Transcribe the data in full and exactly, omitting any pictures.
BEGIN Supplied data
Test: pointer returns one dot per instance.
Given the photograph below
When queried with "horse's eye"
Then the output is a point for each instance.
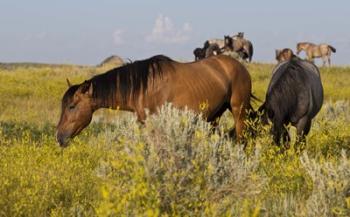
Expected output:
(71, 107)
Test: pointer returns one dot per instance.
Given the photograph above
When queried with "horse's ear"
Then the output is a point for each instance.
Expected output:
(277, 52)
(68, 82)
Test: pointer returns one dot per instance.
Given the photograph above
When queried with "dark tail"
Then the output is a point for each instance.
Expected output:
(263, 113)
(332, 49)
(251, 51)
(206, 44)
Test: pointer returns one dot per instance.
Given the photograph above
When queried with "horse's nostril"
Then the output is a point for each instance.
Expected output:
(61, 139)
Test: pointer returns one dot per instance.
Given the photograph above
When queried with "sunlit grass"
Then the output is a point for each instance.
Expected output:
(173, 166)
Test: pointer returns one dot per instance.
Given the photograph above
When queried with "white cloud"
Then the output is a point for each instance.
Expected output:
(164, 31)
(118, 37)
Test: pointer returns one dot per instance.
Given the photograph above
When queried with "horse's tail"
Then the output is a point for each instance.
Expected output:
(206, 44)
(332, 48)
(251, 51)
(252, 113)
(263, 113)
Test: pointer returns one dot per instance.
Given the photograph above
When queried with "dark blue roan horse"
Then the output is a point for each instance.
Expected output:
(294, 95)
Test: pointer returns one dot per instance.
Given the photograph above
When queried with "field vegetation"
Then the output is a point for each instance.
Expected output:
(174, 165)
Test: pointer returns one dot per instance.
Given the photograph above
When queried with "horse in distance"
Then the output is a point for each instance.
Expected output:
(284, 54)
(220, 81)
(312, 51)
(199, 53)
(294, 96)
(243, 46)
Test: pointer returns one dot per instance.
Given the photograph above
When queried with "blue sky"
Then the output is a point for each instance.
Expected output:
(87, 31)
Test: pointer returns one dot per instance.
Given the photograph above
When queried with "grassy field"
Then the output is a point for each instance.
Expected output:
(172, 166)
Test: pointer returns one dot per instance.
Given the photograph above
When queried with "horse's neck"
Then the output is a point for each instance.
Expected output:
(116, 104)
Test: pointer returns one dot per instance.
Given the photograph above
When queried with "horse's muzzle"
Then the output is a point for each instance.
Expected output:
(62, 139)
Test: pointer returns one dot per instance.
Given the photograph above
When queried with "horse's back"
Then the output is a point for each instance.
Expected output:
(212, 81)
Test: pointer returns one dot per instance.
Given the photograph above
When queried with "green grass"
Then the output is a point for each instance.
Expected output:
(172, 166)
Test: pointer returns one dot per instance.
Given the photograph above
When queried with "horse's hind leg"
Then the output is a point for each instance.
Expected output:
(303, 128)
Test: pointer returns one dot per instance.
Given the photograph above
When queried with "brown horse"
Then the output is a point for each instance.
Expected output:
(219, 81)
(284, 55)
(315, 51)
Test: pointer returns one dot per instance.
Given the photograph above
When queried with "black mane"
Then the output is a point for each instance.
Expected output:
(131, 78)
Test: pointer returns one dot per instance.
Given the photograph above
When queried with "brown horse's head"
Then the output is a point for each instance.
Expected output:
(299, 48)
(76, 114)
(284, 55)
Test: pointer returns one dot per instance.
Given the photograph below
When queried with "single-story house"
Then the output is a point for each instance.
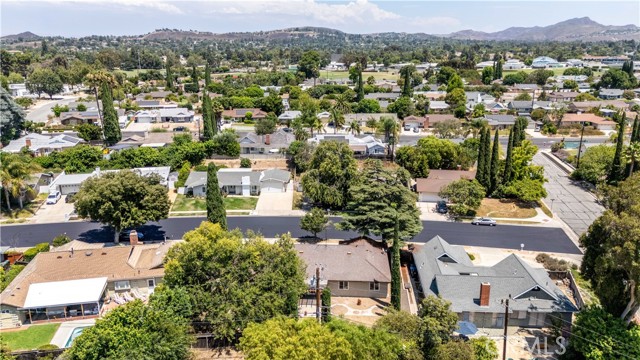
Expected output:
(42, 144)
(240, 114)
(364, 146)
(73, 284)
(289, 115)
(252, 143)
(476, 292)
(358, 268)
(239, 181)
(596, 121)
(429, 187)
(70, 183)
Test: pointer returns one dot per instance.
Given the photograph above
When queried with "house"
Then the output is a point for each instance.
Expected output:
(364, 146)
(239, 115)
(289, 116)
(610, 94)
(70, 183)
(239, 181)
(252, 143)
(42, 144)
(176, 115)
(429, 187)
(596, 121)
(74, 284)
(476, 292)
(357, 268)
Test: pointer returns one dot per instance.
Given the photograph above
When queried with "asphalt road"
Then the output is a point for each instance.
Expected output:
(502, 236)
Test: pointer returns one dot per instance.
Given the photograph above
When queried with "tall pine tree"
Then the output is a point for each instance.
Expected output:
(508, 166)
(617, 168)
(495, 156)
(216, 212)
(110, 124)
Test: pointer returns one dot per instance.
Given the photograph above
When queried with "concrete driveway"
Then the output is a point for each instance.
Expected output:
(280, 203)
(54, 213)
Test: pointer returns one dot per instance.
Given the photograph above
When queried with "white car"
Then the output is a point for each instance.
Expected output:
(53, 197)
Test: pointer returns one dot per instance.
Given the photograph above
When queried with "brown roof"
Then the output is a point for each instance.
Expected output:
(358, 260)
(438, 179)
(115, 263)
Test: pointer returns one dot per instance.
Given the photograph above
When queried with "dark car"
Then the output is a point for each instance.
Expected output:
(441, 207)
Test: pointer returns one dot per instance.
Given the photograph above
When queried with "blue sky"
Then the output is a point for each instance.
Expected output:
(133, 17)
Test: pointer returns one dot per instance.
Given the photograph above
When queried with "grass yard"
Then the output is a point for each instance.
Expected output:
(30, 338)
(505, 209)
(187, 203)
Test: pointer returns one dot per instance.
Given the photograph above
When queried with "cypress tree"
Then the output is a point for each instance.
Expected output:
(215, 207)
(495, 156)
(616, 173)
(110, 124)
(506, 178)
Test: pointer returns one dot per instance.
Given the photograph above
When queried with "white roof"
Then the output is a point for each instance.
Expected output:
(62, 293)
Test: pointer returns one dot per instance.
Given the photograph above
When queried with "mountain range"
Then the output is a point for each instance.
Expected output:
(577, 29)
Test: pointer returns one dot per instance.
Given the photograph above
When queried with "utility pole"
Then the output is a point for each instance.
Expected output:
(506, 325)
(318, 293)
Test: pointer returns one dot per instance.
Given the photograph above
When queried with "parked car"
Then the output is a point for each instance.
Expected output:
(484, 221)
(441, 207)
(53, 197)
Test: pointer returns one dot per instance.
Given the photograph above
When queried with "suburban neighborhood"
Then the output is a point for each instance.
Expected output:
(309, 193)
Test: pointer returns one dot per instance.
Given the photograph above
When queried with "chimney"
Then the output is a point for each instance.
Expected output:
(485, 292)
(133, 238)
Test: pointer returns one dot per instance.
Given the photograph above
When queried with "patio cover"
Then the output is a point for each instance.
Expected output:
END Supplied data
Complete output:
Test: pointer returns one dot per instance.
Given the photograph below
When queried with "horse's eye"
Then the output is a point for each instance.
Expected output:
(71, 107)
Test: pointer returns one dot per instance.
Given the photograph above
When queried with "horse's ear"
Then the output is a point for each instance.
Expected output:
(277, 52)
(68, 82)
Test: pointer returns one dot per instance.
Given the photograph above
When queried with "dark tail"
Then the output is a point for each instance.
Expected output:
(263, 113)
(332, 49)
(251, 51)
(206, 44)
Test: pointer returns one dot per instance.
Given the photograph above
When queried with "horse's nostril"
Then the output is a point for each instance.
Expected output:
(61, 139)
Test: pointer returns one dot per instance.
Given the photograph above
When queried with "sunlit grass"
Then the output is a point for each instance.
Expected output:
(173, 166)
Test: pointer returns one dot per instance.
Given the photograph above
When queried with "white cloud"
Then the output is a point for each instance.
Expected output:
(164, 31)
(118, 37)
Test: pointer returns one dot per instance.
Given the photograph above
When queried with "horse's tail"
Then the output is a point for each instance.
Expected output:
(206, 44)
(332, 48)
(251, 51)
(252, 113)
(263, 113)
Test: pointer returns one dot per instance.
Given the photograph above
When queried with "dark blue roan horse"
Then the output is a point for each instance.
Expected output:
(294, 95)
Test: pointer returns one dot per instance.
Given the photograph above
When queried with "field vegetation"
Then the output is a point for each instance.
Expected output:
(174, 165)
Test: pointer returns one dot per instance.
Given the photograph above
When queried with "horse in distance"
Then the output is a point for each instance.
Expected output:
(284, 54)
(220, 81)
(312, 51)
(199, 53)
(294, 96)
(243, 46)
Test: pointer returns one dot per instance.
Given the photograph above
When queried with "blue sky"
Then the output is a point for each instance.
Expected output:
(87, 31)
Test: pointer returns one dot per instance.
Given the photograph above
When queried with "grassy field"
Then the output is a point for each instance.
Expected output:
(172, 166)
Test: pointer returns one dot per instance.
Given the photograph above
When queried with "horse's neck"
Then the output is a point for each instance.
Expected output:
(116, 104)
Test: pointer returns one dot per instance.
Given the photograph above
When queried with "horse's muzzle"
Then the output is a point for each instance.
Expected output:
(62, 139)
Test: pointer returns one dot per instance.
Given the photograph above
When queried with "horse's back"
Then the output is a point for each instance.
Expected output:
(212, 81)
Test: pointer returns one dot per instance.
Given the photograph above
When queried with "green grass"
Then the output is a point for each instance.
Expected output:
(172, 166)
Test: pointer returns one dot per instance.
Given the photograph above
When queried with "horse's hind leg"
Then the output is a point for each instance.
Expected output:
(303, 128)
Test: pointer returns one dot per instance.
Given the photograph above
When queried with "brown horse"
Then the output is a point for each instance.
Expected output:
(219, 81)
(284, 55)
(315, 51)
Test: pointer returns one dot per instance.
Given the photograph above
When queried with "black mane"
Then the output is a point for each instance.
Expected output:
(131, 78)
Test: pointer returns one dot per instance.
Given the photograph above
When queried with "brown horse's head"
Then the output is a point for each instance.
Expected output:
(299, 48)
(76, 114)
(284, 55)
Test: pointer returns one dot per instance.
Given the photograph below
When queried with "single-story house"
Then the output is a point for each instance.
Expected output:
(42, 144)
(240, 114)
(364, 146)
(73, 284)
(289, 115)
(252, 143)
(476, 292)
(358, 268)
(239, 181)
(596, 121)
(429, 187)
(70, 183)
Test: pointer returns one dot per instance.
Given the photograph above
When queried with "house"
Then the output is a point for each instance.
Expected output:
(364, 146)
(239, 115)
(289, 116)
(610, 94)
(70, 183)
(239, 181)
(252, 143)
(42, 144)
(176, 115)
(429, 187)
(596, 121)
(74, 284)
(476, 292)
(357, 268)
Test: pointer returns one dot per instance.
Given the photograph above
When queried with "asphalt road"
Then the output is a point for each instance.
Expected output:
(502, 236)
Test: pointer returns one dot per instance.
Given the photograph above
When queried with "tall pine tree"
Then the output is a point for each instance.
Expected output:
(508, 166)
(617, 168)
(495, 156)
(216, 212)
(110, 124)
Test: pointer returns one dot per instance.
Given the photograph above
When queried with "concrete driveway"
Then the output is a point for each instance.
Expected output:
(280, 203)
(54, 213)
Test: pointer returns one dot per instance.
Given the photograph above
When queried with "white car"
Then the output is a point for each instance.
Expected output:
(53, 197)
Test: pointer returns one dot per instance.
Given the photograph above
When queried with "brown roof"
Then the output is a point for each instance.
Expected output:
(358, 260)
(438, 179)
(115, 263)
Test: pointer returns one dot per instance.
Given the photograph above
When queried with "dark car"
Then the output is a point for each instance.
Expected output:
(441, 207)
Test: pointer returns one dot per instance.
Given the photograph above
When queried with "blue sky"
Then the output is a point for each instance.
Expected output:
(133, 17)
Test: pointer returns one dot per instance.
Given the photograph above
When queried with "grass yard"
Then the output is a point for each instance.
Expected output:
(30, 338)
(505, 209)
(187, 203)
Test: pointer returns one dot per instance.
Given the photograph above
When queried with "cypress tree"
Then the output is a point for each instance.
Expected output:
(215, 207)
(495, 156)
(616, 173)
(110, 124)
(506, 178)
Test: pointer returns one dot per instance.
Given the photograph above
When queried with "white roof"
Then the output is a point for each instance.
Expected output:
(62, 293)
Test: pointer returns one dot per instance.
Given the photograph above
When queried with "mountain range"
Then the output is a point for each instance.
Expected output:
(577, 29)
Test: pointer returns one dot per instance.
Given the photograph above
When queried with "utility pole"
Then the output is a point for each instance.
Expected output:
(506, 325)
(318, 293)
Test: pointer returns one dot per instance.
Given the photograph above
When queried with "parked car"
Then the output is a point for each instance.
Expected output:
(484, 221)
(441, 207)
(53, 197)
Test: pointer returns one dot per instance.
Given the photograph above
When queried with "suburban neighborhood"
Then the output is a point for each instance.
Expected output:
(309, 193)
Test: pointer returns one dot per instance.
Given the photograph above
When queried with "chimney"
Then the output is a point for each instance.
Expected output:
(485, 292)
(133, 238)
Test: pointer returns one dot per instance.
Given the photograph above
When queried with "patio cover"
Then the output is a point for each instance.
Expected output:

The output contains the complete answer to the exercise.